Written task - Below are some entries. Output each one exactly as it appears.

Provided entries -
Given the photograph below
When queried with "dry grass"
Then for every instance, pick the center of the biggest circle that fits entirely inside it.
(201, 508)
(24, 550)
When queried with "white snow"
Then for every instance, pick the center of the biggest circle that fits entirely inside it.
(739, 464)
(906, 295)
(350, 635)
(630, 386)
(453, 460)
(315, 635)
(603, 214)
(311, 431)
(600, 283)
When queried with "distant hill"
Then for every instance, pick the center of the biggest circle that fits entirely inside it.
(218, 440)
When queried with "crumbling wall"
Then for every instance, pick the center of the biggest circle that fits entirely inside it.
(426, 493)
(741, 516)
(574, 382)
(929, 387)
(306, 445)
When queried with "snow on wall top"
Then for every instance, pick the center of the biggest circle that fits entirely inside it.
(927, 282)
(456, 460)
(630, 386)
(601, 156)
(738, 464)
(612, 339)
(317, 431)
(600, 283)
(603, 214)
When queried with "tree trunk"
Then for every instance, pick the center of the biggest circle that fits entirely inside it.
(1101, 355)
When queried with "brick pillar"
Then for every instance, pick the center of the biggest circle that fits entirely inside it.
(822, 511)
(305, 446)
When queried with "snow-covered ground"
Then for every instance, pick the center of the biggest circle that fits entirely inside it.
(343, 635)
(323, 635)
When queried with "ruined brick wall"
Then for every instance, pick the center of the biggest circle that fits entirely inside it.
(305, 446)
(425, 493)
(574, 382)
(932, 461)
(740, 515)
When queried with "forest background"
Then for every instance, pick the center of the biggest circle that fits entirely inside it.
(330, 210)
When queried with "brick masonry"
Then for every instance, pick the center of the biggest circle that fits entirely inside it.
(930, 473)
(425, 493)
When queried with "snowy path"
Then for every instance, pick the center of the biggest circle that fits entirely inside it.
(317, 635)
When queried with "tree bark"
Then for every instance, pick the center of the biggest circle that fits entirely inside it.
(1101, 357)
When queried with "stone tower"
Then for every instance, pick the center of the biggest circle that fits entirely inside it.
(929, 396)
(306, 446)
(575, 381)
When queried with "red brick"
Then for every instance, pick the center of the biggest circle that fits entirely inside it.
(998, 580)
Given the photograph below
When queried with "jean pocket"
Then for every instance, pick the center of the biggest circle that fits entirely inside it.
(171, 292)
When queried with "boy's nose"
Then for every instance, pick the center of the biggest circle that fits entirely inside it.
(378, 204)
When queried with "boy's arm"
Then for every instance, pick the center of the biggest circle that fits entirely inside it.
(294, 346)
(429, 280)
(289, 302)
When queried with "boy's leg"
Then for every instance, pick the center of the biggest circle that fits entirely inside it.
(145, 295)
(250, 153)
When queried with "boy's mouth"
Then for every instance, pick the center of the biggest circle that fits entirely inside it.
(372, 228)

In response -
Given the photograph below
When queried with "dry grass"
Then for every instance, pick the center of the biggest circle that fits entirely inside it.
(201, 508)
(24, 550)
When queried with "white snow"
Then for every instance, pick the center of the biggest circle that fits entirely inside it.
(739, 464)
(906, 295)
(350, 635)
(630, 386)
(453, 460)
(315, 635)
(603, 214)
(311, 431)
(600, 283)
When queried with "distant hill"
Then for every instance, pick the center of the biggest circle that fits entirely inside it.
(218, 440)
When queried with "crumbling wall"
Then for every instance, pick the center of the biggest circle that fits entirely inside it.
(426, 493)
(741, 516)
(574, 382)
(929, 387)
(306, 445)
When queried with "snow on wall top"
Then for every instance, pick the center of the biggest circle that fits entirely inside it.
(927, 282)
(456, 460)
(630, 386)
(601, 156)
(738, 464)
(612, 339)
(317, 431)
(600, 283)
(603, 214)
When queried with "tree trunk"
Then for every instance, pick the center of the biggest circle that fits entirely inside it.
(1101, 355)
When queried with "brick pillar"
Then for every instance, pick the center of the biggest circle that fits entirely inside it.
(822, 511)
(305, 446)
When queried with "snow-covered ground"
Then for every instance, pick the center of the biggest circle that fits entirely inside it.
(343, 635)
(323, 635)
When queried with "ruined brick wall"
Then for every instance, pick the center of the biggest circle that fits entirely inside it.
(305, 446)
(425, 493)
(574, 382)
(932, 461)
(740, 515)
When queried with "forest background"
Then for every instance, pick the center of the biggest circle that fits entirely inside it.
(330, 210)
When queried with "brick masonry"
Then for every instance, pick the center of the biggest circle that fits entirely inside it.
(930, 473)
(425, 493)
When queried with "snowy path"
Then for every instance, pick the center of the biggest circle that fits entirely inside it.
(317, 635)
When queried with "tree bark"
Then for every instance, pick the center of the biggest circle that fits entirely inside it.
(1101, 357)
When queried with "stone tower"
Then for every instance, pick the center of the biggest circle that fits entirely inside it.
(929, 396)
(306, 446)
(575, 381)
When queried with "red brick"
Then for every instance, pick the center of the biggest circle that fits entirely inside it.
(998, 580)
Given the photograph below
When queried with "jean pocket"
Then for every instance, pick the center of the biggest circle that fits entirely inside it.
(171, 292)
When queried with "boy's nose"
Then for every instance, pick the center of the biggest circle that fits entirely inside it.
(378, 204)
When queried with "boy's arm"
Then for every instance, pick the center of the biggest circle that fits entirely inside it.
(294, 346)
(429, 280)
(289, 302)
When queried with "boy's leg"
Then for every instance, pick the center of the biggest circle that fits entirely inside it.
(145, 295)
(250, 153)
When queried with "boy's mouth"
Then for every instance, pick the center of the biggest circle that fits entirely inside it.
(372, 228)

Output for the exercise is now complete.